↓↓↓

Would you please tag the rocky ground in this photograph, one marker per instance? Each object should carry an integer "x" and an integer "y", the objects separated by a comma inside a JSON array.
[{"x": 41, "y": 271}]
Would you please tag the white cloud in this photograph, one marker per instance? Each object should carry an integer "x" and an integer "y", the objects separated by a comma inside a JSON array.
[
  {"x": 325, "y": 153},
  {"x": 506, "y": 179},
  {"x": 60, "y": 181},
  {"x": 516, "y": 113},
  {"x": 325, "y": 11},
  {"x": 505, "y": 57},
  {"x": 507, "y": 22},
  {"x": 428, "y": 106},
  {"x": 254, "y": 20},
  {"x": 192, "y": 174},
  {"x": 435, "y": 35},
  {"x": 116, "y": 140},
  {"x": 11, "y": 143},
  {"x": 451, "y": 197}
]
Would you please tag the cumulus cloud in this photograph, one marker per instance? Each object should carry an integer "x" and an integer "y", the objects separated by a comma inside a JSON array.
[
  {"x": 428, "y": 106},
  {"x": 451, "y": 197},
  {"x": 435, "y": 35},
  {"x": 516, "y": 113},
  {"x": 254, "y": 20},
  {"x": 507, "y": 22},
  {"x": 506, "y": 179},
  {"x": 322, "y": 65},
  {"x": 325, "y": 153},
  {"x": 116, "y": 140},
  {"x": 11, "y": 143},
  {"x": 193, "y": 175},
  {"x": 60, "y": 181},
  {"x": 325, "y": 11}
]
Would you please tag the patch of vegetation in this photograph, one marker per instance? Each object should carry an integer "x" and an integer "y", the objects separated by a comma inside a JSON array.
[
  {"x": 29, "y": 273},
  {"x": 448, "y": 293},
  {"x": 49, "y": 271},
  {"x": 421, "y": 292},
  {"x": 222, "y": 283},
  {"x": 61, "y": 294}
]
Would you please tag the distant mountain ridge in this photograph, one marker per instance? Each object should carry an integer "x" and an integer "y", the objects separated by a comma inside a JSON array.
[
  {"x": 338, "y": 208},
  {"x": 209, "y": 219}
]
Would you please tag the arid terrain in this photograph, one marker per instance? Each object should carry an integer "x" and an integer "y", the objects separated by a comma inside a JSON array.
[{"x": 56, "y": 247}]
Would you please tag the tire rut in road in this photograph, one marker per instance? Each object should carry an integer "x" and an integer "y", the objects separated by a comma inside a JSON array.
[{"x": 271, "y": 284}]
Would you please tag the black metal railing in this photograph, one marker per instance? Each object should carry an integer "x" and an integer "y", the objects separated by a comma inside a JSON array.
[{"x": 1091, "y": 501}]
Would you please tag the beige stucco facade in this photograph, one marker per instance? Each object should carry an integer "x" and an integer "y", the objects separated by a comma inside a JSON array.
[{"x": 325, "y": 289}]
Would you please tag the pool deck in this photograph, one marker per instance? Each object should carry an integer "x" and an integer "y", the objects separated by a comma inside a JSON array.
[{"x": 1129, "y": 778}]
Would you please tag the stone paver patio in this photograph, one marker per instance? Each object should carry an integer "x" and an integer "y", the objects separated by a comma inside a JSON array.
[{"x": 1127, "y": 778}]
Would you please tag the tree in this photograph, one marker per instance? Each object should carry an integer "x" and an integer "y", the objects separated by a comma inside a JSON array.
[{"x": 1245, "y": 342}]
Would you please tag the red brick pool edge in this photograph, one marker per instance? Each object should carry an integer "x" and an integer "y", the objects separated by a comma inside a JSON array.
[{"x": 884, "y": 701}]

↑↑↑

» **Task statement**: Copy every row above word for word, with no changes.

» **Problem solution**:
Would you please tag the rocky ground in this photograph, one marker per instance? Each object should carry an integer "x" and an integer "y", the objects separated by a comma inside a JSON array.
[{"x": 41, "y": 271}]
Would you please tag the white cloud in this photograph, one marker per instance? Each object should carry an integer "x" and an integer "y", the objects separated by a comma inside a JSON array.
[
  {"x": 325, "y": 153},
  {"x": 506, "y": 179},
  {"x": 60, "y": 181},
  {"x": 516, "y": 113},
  {"x": 325, "y": 11},
  {"x": 505, "y": 57},
  {"x": 507, "y": 22},
  {"x": 428, "y": 106},
  {"x": 254, "y": 20},
  {"x": 192, "y": 174},
  {"x": 435, "y": 35},
  {"x": 116, "y": 140},
  {"x": 11, "y": 143},
  {"x": 451, "y": 197}
]
Would you please tag the cumulus cloud in this photograph, one marker per instance? Each object should carry an integer "x" and an integer "y", the objects separated by a comma inside a JSON array.
[
  {"x": 428, "y": 106},
  {"x": 451, "y": 197},
  {"x": 435, "y": 35},
  {"x": 516, "y": 113},
  {"x": 254, "y": 20},
  {"x": 507, "y": 22},
  {"x": 506, "y": 179},
  {"x": 322, "y": 65},
  {"x": 325, "y": 153},
  {"x": 116, "y": 140},
  {"x": 11, "y": 143},
  {"x": 193, "y": 175},
  {"x": 60, "y": 181},
  {"x": 325, "y": 11}
]
Would you please tag the patch of vegetation in this photograph, one marker per instance? Each object should carry an integer "x" and an integer "y", the objects separated by a comma inside a JSON array.
[
  {"x": 29, "y": 273},
  {"x": 448, "y": 293},
  {"x": 49, "y": 271},
  {"x": 421, "y": 292},
  {"x": 222, "y": 283},
  {"x": 61, "y": 294}
]
Would you please tag the distant mountain ridge in this photograph, one marker per instance? Each object should carry an integer "x" and an integer "y", the objects separated by a comma inside a JSON array.
[
  {"x": 338, "y": 208},
  {"x": 209, "y": 219}
]
Would you please tag the arid terrain in this photograph, one marker per instance? Each object should carry an integer "x" and an integer "y", the objects separated by a comma inside a JSON array.
[{"x": 56, "y": 247}]
Would you please tag the tire rut in road in this photograph, one marker per instance? Each object should carry an integer "x" and an integer "y", the objects separated by a comma inside a JSON array.
[{"x": 271, "y": 284}]
Would you please tag the black metal railing in this photograph, one marker per instance? Each object should carry an integer "x" and an integer "y", the objects separated by a comma inside a JSON array.
[{"x": 1091, "y": 501}]
Would you please tag the beige stucco facade in this photograph, one marker per instance? Each object should carry an integer "x" and an integer "y", the objects separated by a comma inside a JSON array.
[{"x": 325, "y": 289}]
Would you please tag the pool deck in this photograph, one marker per instance? Each object should carry an integer "x" and an integer "y", the objects separated by a comma inside a JSON array.
[{"x": 1129, "y": 778}]
Would you please tag the stone paver patio in this photograph, one marker per instance? Each object should carry an integer "x" and an integer "y", the objects separated by a comma inside a JSON array.
[{"x": 1127, "y": 778}]
Would you please tag the tree in this photograph, one marker per instance? Each object should carry an integer "x" and an integer "y", the objects separated by a comma inside a JSON array.
[{"x": 1245, "y": 342}]
Would you please tag the red brick pool edge in this photograph, one marker per instance? Each object should carry an integer "x" and an integer "y", the objects separated by a comma inside a JSON array.
[{"x": 884, "y": 701}]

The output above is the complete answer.